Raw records
========
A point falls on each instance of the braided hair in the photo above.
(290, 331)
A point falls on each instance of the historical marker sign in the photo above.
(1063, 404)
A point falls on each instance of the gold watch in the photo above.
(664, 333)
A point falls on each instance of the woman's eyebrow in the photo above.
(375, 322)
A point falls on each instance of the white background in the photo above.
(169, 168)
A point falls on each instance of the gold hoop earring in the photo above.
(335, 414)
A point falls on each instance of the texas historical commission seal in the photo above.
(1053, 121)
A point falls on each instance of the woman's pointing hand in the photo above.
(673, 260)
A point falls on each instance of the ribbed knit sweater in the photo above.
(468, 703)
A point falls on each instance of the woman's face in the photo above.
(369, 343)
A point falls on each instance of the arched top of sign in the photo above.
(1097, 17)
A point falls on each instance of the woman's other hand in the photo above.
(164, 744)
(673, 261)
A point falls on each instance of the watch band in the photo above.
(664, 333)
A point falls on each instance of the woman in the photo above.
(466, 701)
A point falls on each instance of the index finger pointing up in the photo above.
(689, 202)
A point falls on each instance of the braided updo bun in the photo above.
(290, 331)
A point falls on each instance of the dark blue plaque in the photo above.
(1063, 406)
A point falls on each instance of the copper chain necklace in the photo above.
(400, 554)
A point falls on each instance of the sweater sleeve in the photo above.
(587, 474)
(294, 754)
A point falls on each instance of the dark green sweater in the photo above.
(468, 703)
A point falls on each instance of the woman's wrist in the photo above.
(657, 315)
========
Task details ▸
Please copy the raw records again, substituting "cardigan" for every occurrence of "sweater" and leaving everything else unchanged.

Output ▸
A point falls on each instance of the braided hair in the photo above.
(290, 331)
A point falls on each instance of the historical marker sign in the photo above.
(1063, 404)
A point falls on each instance of the gold watch in the photo above.
(664, 333)
A point falls on each instance of the woman's eyebrow in the photo above.
(375, 322)
A point falls on each instance of the white background in the photo above.
(169, 168)
A point falls on each instance of the gold hoop earring in the photo above.
(335, 414)
A point falls on each instance of the texas historical commission seal in the photo above.
(1053, 121)
A point falls on each instance of the woman's pointing hand in the photo above.
(673, 260)
A point falls on each instance of the ribbed knit cardigan in the photo above.
(468, 703)
A point falls on each instance of the woman's face in the photo above.
(369, 343)
A point falls on each instance of the arched top of sign in the photo above.
(1097, 17)
A point falls on each instance of the woman's other hand in the photo above.
(164, 744)
(673, 261)
A point falls on each instance of the watch band in the photo above.
(664, 333)
A point falls on each instance of the woman in the photo above.
(466, 701)
A point falls on each instance of the index finger pointing up in the photo above.
(689, 202)
A point falls on each instance of the braided updo bun in the photo above.
(290, 331)
A point falls on each instance of the dark blue plaque in the photo above.
(1063, 406)
A point falls on each instance of the copper chain necklace in the photo above.
(400, 554)
A point falls on each instance of the cardigan sleeve in the photo above.
(587, 474)
(294, 754)
A point falls on each instance of the dark green cardigan in the photo above.
(468, 703)
A point falls on each instance of the woman's wrist in the photo above.
(657, 315)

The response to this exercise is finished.